> _TASK GOAL_
Write out exactly, with no other output, the lines below from the one that contains "Would you mind tagging the blurred" through the end.
**** MATERIAL FOR THIS TASK
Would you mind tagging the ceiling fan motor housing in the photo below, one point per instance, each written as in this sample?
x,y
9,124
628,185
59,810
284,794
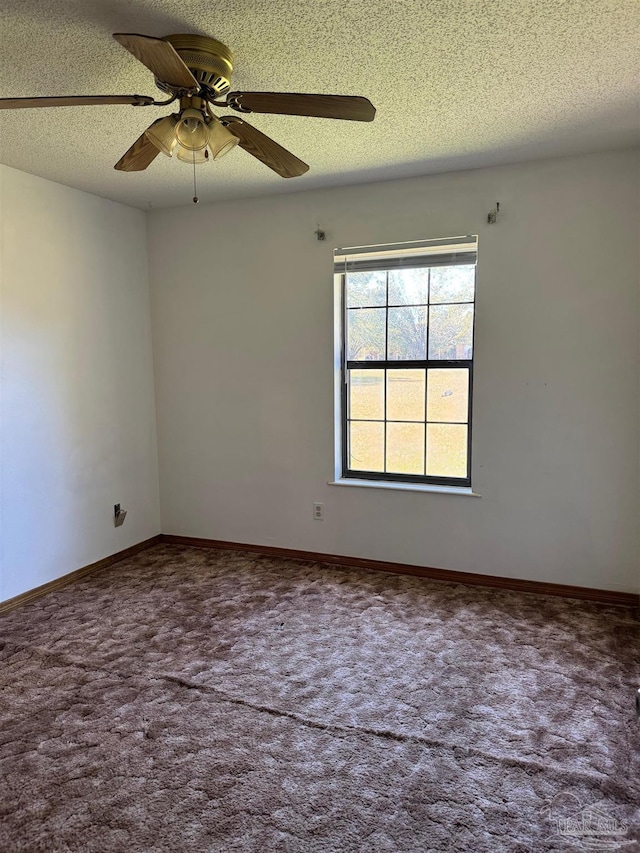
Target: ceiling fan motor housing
x,y
209,60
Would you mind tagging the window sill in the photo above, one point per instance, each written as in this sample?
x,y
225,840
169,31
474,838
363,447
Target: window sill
x,y
461,491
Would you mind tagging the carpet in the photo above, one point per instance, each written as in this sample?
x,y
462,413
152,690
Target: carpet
x,y
214,701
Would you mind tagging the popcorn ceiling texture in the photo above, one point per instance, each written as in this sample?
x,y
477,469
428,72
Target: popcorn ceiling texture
x,y
193,700
457,84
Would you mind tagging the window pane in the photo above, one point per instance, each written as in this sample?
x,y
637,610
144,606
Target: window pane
x,y
405,395
366,446
407,333
365,289
448,395
405,448
447,450
408,287
366,394
366,333
453,284
451,331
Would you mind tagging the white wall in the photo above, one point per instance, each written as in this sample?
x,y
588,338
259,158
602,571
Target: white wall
x,y
243,327
77,411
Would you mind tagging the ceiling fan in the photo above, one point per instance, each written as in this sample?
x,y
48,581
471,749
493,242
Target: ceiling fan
x,y
196,71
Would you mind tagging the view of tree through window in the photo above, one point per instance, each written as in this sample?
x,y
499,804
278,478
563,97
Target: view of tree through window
x,y
408,372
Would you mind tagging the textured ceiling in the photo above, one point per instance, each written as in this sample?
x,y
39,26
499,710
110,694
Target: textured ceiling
x,y
457,84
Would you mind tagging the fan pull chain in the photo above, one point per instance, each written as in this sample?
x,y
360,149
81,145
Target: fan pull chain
x,y
195,188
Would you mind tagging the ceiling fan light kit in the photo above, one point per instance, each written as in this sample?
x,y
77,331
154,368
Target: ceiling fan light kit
x,y
163,134
197,70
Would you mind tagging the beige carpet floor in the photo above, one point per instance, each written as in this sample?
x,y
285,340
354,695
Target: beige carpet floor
x,y
201,701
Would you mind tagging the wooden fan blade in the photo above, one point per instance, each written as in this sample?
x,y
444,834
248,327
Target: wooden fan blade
x,y
351,108
141,154
73,101
265,149
160,57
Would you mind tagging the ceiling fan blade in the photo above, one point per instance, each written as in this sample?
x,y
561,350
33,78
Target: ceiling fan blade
x,y
160,57
351,108
74,101
265,149
141,154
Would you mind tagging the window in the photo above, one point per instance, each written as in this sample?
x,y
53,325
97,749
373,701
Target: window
x,y
407,361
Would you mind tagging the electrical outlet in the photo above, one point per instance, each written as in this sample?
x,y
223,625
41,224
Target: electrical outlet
x,y
119,515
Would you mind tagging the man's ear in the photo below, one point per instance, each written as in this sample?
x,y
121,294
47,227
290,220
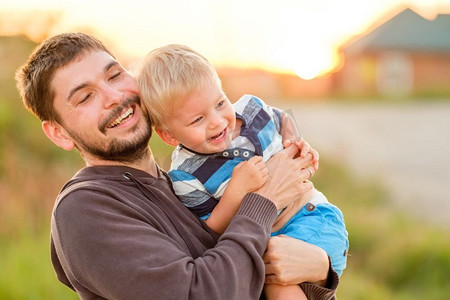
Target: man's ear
x,y
166,136
58,135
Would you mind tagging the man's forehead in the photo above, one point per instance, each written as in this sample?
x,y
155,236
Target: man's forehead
x,y
81,70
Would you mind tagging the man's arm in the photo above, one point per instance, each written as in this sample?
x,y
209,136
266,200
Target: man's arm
x,y
292,261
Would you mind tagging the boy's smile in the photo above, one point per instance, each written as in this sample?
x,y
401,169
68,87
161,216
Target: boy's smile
x,y
203,120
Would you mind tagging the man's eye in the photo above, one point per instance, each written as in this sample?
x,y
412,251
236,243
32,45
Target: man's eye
x,y
85,98
220,104
115,75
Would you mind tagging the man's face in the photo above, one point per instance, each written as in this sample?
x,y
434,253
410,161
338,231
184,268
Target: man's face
x,y
98,103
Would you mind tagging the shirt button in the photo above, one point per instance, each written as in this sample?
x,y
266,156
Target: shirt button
x,y
310,207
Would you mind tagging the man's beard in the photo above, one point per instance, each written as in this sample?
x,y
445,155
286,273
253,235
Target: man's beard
x,y
117,150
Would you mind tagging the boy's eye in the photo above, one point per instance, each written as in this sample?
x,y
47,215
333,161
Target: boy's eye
x,y
220,104
115,75
197,120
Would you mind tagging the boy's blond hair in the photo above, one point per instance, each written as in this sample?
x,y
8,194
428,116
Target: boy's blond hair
x,y
171,72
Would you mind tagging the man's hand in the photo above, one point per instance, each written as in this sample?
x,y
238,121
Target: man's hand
x,y
288,178
249,175
292,261
305,148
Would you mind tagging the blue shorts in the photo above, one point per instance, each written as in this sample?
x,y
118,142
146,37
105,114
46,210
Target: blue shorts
x,y
322,224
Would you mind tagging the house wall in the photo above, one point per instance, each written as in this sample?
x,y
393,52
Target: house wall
x,y
394,73
432,73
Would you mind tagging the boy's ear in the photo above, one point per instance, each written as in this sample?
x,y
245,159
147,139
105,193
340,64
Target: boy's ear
x,y
58,135
166,136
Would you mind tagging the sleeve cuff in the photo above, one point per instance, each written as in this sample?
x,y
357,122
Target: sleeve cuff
x,y
258,208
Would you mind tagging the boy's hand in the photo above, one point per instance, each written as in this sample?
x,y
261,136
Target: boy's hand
x,y
304,149
249,175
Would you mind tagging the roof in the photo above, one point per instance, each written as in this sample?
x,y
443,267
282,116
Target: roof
x,y
406,31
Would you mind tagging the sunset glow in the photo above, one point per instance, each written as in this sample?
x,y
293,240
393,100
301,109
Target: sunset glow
x,y
293,36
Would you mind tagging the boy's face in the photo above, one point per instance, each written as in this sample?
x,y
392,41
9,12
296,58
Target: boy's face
x,y
203,120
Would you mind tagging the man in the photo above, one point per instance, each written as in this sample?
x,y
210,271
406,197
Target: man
x,y
118,231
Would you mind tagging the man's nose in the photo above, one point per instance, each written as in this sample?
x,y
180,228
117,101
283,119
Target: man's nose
x,y
111,95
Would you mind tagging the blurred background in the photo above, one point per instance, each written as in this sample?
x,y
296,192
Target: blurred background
x,y
368,83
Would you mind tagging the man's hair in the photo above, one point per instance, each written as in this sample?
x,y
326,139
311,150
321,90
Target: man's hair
x,y
35,76
171,72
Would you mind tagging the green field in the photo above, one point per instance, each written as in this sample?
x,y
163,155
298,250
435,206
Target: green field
x,y
392,256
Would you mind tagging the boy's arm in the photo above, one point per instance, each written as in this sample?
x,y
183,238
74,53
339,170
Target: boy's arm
x,y
290,135
246,177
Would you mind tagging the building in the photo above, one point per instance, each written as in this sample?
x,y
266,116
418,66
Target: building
x,y
407,55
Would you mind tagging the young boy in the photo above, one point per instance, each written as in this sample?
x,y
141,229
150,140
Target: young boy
x,y
221,149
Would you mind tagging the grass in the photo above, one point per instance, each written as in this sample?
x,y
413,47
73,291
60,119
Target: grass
x,y
392,256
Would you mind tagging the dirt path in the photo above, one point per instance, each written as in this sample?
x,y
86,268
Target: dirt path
x,y
406,145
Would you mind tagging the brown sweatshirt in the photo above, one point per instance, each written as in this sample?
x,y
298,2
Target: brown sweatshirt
x,y
120,233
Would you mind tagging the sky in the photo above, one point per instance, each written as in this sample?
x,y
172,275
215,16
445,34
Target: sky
x,y
293,36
********
> _FINISHED EXERCISE_
Would you mind tagging the blurred background in the photo above, one point per instance, each written as in this sample?
x,y
296,192
Target: blurred background
x,y
368,83
Would you mind tagging the man's hair in the photo above, one point per instance, each written as in this sample?
x,y
326,139
311,150
321,90
Target: man's hair
x,y
35,76
171,72
Would you mind tagging the green field in the photo above, one point per instance, each written as in this sample?
x,y
163,155
298,250
435,206
Target: green field
x,y
392,256
Would you mind tagging the boy's arm in the photo above, one point per instance, each written as in this sample?
x,y
183,238
74,53
339,170
Target: boy's arm
x,y
290,135
246,177
Would you mind tagging the building in the photo above, one point per instance, each written as in this sample?
x,y
266,116
418,66
Target: building
x,y
407,55
Would you mind tagging the young boy in the photo above, one point per instance, each written as in this sample?
x,y
141,229
150,140
Target: young boy
x,y
221,149
Would you mind tagging the grass in the photo above, one point per instance, each written as in this sample?
x,y
413,47
73,291
60,119
Target: grass
x,y
392,256
Would you mind tagging the dirt path in the photo above, one point per instance, each written as in this sample?
x,y
86,268
Target: dirt path
x,y
406,145
Would you mind tagging the brown sweatshirt in the photo above, one point per instance, each written as in this sample?
x,y
298,2
Target: brown sweatshirt
x,y
120,233
Would you mind tagging the sky in the photo above, one point per instance, each written as in this sample?
x,y
172,275
215,16
445,34
Target: sky
x,y
293,36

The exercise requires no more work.